Could you write out each of the records below exactly?

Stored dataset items

• • • •

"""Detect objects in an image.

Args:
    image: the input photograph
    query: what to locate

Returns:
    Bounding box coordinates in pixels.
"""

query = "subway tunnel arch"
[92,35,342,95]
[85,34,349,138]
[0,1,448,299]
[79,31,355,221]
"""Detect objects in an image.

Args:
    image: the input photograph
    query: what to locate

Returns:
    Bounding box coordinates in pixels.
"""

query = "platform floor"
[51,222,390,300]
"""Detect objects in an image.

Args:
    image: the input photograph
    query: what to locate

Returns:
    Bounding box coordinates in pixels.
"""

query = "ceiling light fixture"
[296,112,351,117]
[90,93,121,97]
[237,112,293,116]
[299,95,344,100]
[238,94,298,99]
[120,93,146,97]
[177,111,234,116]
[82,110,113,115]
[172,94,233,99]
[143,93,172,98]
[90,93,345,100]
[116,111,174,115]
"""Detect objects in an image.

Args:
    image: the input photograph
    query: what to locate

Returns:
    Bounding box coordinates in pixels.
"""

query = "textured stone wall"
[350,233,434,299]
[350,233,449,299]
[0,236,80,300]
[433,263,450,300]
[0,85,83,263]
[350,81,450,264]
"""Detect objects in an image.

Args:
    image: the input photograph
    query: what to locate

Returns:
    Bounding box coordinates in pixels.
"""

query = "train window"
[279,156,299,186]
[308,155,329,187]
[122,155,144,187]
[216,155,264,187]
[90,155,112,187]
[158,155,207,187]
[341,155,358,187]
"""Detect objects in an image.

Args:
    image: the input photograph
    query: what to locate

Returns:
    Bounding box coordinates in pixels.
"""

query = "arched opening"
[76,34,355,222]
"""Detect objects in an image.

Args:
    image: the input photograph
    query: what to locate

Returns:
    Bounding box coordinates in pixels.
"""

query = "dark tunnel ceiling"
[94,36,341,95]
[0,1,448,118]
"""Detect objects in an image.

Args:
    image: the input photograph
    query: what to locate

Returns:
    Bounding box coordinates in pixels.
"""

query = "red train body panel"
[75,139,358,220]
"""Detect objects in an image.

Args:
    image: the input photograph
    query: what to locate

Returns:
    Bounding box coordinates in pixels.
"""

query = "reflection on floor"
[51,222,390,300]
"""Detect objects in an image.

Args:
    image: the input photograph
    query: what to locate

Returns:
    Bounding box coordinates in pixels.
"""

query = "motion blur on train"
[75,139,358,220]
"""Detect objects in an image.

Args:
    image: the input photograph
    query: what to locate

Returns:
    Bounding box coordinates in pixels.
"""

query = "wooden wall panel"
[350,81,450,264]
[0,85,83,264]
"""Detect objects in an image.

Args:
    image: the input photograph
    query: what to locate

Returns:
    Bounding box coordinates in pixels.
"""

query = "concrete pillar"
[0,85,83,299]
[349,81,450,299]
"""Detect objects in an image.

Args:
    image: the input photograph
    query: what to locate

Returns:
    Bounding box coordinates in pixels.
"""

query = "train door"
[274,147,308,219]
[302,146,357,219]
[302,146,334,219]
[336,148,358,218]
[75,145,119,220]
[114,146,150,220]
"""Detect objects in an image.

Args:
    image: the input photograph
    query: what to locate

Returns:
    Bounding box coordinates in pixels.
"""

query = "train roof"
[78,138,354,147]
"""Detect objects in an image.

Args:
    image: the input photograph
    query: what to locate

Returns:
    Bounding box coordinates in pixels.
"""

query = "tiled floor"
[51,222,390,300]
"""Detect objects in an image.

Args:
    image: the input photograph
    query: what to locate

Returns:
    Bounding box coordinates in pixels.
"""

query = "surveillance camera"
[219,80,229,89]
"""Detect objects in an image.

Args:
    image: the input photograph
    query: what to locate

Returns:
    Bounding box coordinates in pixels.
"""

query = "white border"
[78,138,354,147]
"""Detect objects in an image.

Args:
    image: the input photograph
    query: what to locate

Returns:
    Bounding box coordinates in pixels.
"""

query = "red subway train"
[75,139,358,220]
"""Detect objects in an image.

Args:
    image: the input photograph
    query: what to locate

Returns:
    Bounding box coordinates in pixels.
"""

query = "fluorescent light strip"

• • • •

> _Written answer_
"""Detect objects in an image.

Args:
    image: the input photograph
    query: what to locate

Returns:
    Bounding box coordinates in pixels.
"""

query = "subway tunnel arch"
[92,35,342,95]
[85,34,349,138]
[0,1,448,299]
[79,31,355,221]
"""Detect objects in an image.

Args:
    image: the input photograph
    query: what to locate

Returns:
    Bounding box coordinates in pixels.
"""

query = "platform floor"
[51,222,390,300]
"""Detect objects in an image.

Args:
    image: the input photograph
    query: what to locate

Returns:
    Bounding box coordinates in pixels.
"""

query = "ceiling light fixture"
[296,112,351,117]
[90,93,121,97]
[237,112,293,116]
[299,95,344,100]
[238,94,298,99]
[120,93,146,97]
[177,111,234,116]
[82,110,113,115]
[172,94,233,99]
[143,93,172,98]
[90,93,345,100]
[116,111,174,115]
"""Detect objects in an image.

Args:
    image: the input photograph
    query: what to locate

Returns:
    Bounding box coordinates in pixels.
"""

query = "textured stone wall"
[350,233,434,299]
[350,233,449,299]
[0,236,80,300]
[433,263,450,300]
[0,85,83,263]
[350,81,450,264]
"""Detect objects in an image.

Args:
    image: the input photograph
    query: what to locate

Returns:
    Bounding box coordinates in pixels.
"""

query = "train window"
[279,156,299,186]
[308,155,329,187]
[122,155,144,187]
[216,155,264,187]
[90,155,112,187]
[158,155,207,187]
[341,155,358,187]
"""Detect objects in an image.

Args:
    image: the input photograph
    query: what to locate

Returns:
    Bounding box coordinates in pixels.
"""

query = "arched opening"
[76,34,355,222]
"""Detect objects in an image.

Args:
    image: the input photograph
    query: what to locate

Returns:
    Bounding box coordinates in pixels.
"""

query = "dark tunnel ceiling"
[94,36,341,95]
[0,1,448,118]
"""Detect objects in an image.

Args:
    image: the input photograph
    query: what to locate

Returns:
    Bounding box coordinates in pixels.
"""

query = "red train body panel"
[75,139,358,220]
"""Detect objects in an image.

Args:
    image: the input photograph
    query: what to locate

Returns:
    Bounding box coordinates in pixels.
"""

query = "reflection on floor"
[51,222,390,300]
"""Detect objects in an image.

Args:
    image: the input photograph
    query: what to locate

Returns:
    Bounding box coordinates in pixels.
"""

query = "motion blur on train"
[75,139,358,220]
"""Detect objects in an image.

Args:
    image: the input photograph
    query: what to locate

Returns:
    Bounding box coordinates in pixels.
"""

query = "wooden wall panel"
[350,81,450,264]
[0,85,83,264]
"""Detect objects in an image.

Args:
    image: the input photograph
    query: what to locate

Returns:
    Bounding box coordinates in pixels.
"""

query = "concrete pillar"
[0,85,83,299]
[349,81,450,299]
"""Detect objects in an image.

Args:
    image: the input photograph
    query: what to locate

Returns:
    Bounding box coordinates in pixels.
"""

query = "train door"
[274,147,308,219]
[302,146,357,219]
[302,146,334,219]
[336,148,358,218]
[75,145,119,220]
[114,146,150,220]
"""Detect objects in an image.

Args:
    image: the input photograph
    query: what to locate

Returns:
    Bounding box coordinates in pixels.
"""

query = "train roof"
[78,138,354,147]
"""Detect objects in an image.

Args:
    image: the input photograph
    query: what to locate

Returns:
    Bounding box coordinates in pixels.
"""

query = "tiled floor"
[51,222,390,300]
"""Detect objects in an image.

Args:
    image: the input photograph
    query: what to locate

Returns:
    Bounding box coordinates in pixels.
"""

query = "surveillance camera"
[219,80,229,89]
"""Detect objects in an image.

Args:
    image: the input photograph
    query: what to locate

Returns:
    Bounding box coordinates in pixels.
"""

query = "white border"
[78,138,354,147]
"""Detect objects in an image.

Args:
    image: the input photograph
    query: what to locate

Returns:
    Bounding box coordinates in pixels.
"""

query = "red subway train"
[75,139,358,220]
"""Detect objects in an image.

Args:
    image: the input photograph
    query: what to locate

Returns:
    Bounding box coordinates in pixels.
"""

query = "fluorescent light strip"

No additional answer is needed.